### Selected excerpt
-=-=-=-=-
Canned goats milk is pretty easy to find for me. It's in the baking section by the evaporated milk. 

This is the brand I usually see:
http://meyenberg.com/core/products/evaporated


----------



## holly99 (Sep 14, 2009)

Oh, and my sister-in-law makes a GM HP but she adds a frozen water/powdered GM mixture at the end of the cook. It turns out very nice.


----------



## Saltysteele (Sep 14, 2009)

in the event anyone was wondering, WSP is a vendor with powdered GM.

some may sneer at using powdered GM, but myself, i would think powdered would be better.  we've all seen what lye can do.  it can dissolve silk.  think of all the things lye can destroy, especially in such high strength in the lye solution.  if powdered, added into the oils when the lye is already losing strength and is diluted, it seems to me would be the best point.


----------



## Vic1963 (Sep 14, 2009)

holly99 said:
			
		

> Oh, and my sister-in-law makes a GM HP but she adds a frozen water/powdered GM mixture at the end of the cook. It turns out very nice.



Thanks Holly....., I am gonna try it again.......maybe make sure everything is cooler temperature wise.... add the lye slower, and stir faster. 

I appreciate all the tips and comments.......,  I am sure I will get it to work...or die trying...LOL


----------



## Guest (Sep 15, 2009)

Saltysteele said:
			
		

> in the event anyone was wondering, WSP is a vendor with powdered GM.
> 
> some may sneer at using powdered GM, but myself, i would think powdered would be better.  we've all seen what lye can do.  it can dissolve silk.  think of all the things lye can destroy, especially in such high strength in the lye solution.  if powdered, added into the oils when the lye is already losing strength and is diluted, it seems to me would be the best point.
-=-=-=-=-
### Extracted information
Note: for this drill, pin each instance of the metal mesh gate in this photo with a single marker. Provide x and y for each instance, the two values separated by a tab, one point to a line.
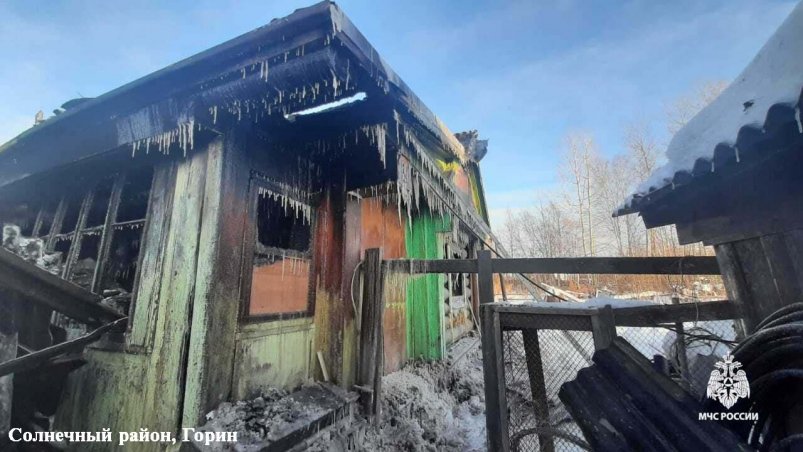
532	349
-=-=-=-=-
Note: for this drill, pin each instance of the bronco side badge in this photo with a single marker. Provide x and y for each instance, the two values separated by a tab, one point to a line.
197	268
-=-=-=-=-
### What to do
**1.** Where does the goat milk soap thread say canned goat milk can be found?
**2.** Continue the goat milk soap thread from the point where it stops.

### Answers to the problems
**1.** In the baking section, by the evaporated milk.

**2.**
there are many vendors with powdered gm out there . I only use powder now , the ease of use is such a bonus . I really can't tell the difference in soap made with fresh gm or the powder .

Kitn


----------



## ChrissyB (Sep 15, 2009)

I would have added your milk portion of your liquid at trace, not into the oils before the lye.


----------



## kittywings (Sep 15, 2009)

I just bought some powdered gm from lotioncrafter... I think?


----------



## Healinya (Sep 15, 2009)

Before adding lye






After adding lye





No other colors added





Not a good picture, but these are them


----------



## Vic1963 (Sep 15, 2009)

My soap was a light caramel color this morning.......I can live with that.

I am gonna try again tho when i get some time.   Making sure everything is at a much cooler temperature.


----------



## Guest (Sep 15, 2009)

ChrissyB said:
			
		

> I would have added your milk portion of your liquid at trace, not into the oils before the lye.



Good idea and I saw a video on the net where the lady was doing HP
and added the milk at the end (when she wanted the mixture cooler)
added milk and FO then.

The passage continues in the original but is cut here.